(Segmentation mask data)
____

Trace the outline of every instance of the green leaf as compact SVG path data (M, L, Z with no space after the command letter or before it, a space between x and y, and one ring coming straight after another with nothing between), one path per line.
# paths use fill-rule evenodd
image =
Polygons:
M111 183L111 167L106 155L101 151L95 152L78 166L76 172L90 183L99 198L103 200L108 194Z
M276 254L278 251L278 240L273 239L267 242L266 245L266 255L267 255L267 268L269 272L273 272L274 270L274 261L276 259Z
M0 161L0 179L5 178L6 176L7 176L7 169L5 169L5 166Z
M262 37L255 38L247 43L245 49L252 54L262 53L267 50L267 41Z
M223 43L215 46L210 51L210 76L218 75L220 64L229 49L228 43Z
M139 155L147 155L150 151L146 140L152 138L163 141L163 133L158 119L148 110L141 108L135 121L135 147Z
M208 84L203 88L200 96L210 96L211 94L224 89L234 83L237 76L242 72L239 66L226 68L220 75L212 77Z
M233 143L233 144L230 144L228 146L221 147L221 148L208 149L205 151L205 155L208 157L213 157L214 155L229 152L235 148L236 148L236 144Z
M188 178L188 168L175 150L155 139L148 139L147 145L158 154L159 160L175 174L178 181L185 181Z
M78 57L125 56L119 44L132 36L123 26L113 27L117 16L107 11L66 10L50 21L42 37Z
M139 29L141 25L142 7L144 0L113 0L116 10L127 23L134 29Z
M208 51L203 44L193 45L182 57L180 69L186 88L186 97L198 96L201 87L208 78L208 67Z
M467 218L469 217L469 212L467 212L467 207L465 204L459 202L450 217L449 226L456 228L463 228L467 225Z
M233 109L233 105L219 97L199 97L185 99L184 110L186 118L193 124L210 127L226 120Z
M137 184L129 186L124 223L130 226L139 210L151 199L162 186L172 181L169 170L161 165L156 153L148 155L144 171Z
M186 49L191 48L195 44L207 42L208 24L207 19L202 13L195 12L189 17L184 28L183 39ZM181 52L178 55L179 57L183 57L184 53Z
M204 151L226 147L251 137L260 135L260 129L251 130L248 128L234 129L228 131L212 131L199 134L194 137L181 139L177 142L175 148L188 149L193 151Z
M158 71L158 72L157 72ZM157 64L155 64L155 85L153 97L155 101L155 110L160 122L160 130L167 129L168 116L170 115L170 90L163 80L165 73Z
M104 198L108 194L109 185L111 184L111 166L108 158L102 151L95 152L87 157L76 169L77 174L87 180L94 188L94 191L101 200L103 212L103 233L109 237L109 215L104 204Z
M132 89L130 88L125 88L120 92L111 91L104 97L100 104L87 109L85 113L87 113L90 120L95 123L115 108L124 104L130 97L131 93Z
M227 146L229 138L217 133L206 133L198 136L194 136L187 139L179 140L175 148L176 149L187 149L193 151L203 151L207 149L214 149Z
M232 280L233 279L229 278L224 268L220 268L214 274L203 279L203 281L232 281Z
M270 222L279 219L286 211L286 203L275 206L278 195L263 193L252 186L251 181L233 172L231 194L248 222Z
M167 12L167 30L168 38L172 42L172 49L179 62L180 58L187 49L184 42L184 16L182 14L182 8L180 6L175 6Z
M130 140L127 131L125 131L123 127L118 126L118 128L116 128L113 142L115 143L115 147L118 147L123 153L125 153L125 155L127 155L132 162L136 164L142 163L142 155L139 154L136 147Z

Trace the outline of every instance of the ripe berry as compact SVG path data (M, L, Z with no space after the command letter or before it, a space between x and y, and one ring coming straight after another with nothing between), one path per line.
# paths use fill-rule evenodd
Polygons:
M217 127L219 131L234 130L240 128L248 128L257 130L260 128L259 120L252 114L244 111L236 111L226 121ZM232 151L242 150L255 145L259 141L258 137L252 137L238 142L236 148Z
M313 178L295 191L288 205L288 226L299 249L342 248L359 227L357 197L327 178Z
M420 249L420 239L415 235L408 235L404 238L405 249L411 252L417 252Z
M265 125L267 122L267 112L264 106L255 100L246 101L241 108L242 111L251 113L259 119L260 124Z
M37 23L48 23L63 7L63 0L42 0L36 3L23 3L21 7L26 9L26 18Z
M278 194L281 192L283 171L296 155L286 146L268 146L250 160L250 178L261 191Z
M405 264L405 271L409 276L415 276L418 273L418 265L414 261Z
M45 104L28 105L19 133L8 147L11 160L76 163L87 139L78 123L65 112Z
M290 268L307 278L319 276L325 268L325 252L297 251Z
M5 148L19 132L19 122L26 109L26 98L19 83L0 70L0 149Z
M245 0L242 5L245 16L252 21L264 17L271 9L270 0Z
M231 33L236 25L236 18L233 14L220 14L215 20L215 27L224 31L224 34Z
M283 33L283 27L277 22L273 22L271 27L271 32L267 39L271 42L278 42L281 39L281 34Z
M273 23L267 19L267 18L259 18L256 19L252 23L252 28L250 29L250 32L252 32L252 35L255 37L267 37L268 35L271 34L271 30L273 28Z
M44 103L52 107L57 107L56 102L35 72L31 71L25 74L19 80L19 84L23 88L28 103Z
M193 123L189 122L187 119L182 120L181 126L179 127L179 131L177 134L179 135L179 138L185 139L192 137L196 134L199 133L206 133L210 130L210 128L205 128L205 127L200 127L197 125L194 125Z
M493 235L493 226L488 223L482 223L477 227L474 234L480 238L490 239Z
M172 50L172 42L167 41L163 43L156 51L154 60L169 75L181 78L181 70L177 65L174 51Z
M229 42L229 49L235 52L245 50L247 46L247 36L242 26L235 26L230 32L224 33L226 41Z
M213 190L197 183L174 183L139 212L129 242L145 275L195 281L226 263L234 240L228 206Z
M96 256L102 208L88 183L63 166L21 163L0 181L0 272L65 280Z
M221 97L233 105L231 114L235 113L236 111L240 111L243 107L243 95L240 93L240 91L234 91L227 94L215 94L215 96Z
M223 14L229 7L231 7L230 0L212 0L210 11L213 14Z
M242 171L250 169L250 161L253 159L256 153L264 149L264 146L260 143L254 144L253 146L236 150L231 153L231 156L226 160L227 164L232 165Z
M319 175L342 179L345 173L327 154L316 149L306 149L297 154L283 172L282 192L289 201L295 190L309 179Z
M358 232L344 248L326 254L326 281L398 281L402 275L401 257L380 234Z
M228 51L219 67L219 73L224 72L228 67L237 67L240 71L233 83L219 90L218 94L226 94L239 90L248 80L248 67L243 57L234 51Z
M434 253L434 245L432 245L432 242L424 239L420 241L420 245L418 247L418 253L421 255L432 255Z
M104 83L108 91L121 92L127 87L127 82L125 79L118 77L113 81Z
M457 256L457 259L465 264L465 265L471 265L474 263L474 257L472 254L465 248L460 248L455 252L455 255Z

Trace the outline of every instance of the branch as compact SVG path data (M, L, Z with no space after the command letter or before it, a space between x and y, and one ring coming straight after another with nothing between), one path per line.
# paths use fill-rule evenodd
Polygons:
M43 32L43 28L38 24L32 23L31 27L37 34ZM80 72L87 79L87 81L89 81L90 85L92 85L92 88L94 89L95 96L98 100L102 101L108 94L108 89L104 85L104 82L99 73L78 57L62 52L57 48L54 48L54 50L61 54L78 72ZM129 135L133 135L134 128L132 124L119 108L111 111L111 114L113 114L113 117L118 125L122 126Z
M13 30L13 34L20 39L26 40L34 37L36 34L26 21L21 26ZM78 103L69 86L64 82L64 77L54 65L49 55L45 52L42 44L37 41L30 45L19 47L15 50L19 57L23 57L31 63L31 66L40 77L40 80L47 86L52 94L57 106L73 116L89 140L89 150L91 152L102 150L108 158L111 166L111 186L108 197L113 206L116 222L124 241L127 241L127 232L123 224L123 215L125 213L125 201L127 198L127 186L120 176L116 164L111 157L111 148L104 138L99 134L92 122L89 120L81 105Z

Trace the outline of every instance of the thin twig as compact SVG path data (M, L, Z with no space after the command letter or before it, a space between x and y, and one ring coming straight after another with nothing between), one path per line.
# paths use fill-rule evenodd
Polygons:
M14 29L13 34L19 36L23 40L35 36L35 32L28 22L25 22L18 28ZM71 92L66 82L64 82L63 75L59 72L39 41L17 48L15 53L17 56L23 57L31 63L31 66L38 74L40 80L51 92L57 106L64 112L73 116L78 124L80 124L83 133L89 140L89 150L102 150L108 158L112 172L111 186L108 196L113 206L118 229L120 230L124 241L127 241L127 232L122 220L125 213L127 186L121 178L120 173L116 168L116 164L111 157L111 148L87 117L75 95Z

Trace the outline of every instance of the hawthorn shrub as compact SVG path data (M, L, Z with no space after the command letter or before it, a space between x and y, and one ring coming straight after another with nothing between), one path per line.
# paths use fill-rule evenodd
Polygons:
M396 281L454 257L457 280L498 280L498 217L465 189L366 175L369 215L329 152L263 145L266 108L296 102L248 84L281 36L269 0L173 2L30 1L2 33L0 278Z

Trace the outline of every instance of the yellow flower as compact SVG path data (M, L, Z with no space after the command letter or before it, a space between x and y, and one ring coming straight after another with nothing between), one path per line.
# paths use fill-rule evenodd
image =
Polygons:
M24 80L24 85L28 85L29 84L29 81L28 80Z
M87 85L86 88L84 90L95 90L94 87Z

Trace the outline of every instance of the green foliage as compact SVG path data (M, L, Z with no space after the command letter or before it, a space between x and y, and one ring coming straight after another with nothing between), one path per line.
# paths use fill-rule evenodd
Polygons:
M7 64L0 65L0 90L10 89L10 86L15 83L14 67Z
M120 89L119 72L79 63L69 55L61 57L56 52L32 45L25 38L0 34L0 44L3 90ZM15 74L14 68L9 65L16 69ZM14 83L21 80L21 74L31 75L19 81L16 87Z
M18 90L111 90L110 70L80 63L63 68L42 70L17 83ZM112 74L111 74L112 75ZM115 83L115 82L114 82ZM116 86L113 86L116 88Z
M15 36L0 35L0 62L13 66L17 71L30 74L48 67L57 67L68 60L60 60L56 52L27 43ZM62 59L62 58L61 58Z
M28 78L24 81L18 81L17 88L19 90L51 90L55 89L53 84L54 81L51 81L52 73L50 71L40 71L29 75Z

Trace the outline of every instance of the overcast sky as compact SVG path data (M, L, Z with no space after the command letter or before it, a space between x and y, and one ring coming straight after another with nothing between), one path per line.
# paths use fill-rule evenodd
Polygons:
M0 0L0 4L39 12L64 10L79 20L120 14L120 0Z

____

### What needs to be done
A single number is the expected answer: how many lines of the entries contain "green".

### Exercise solution
2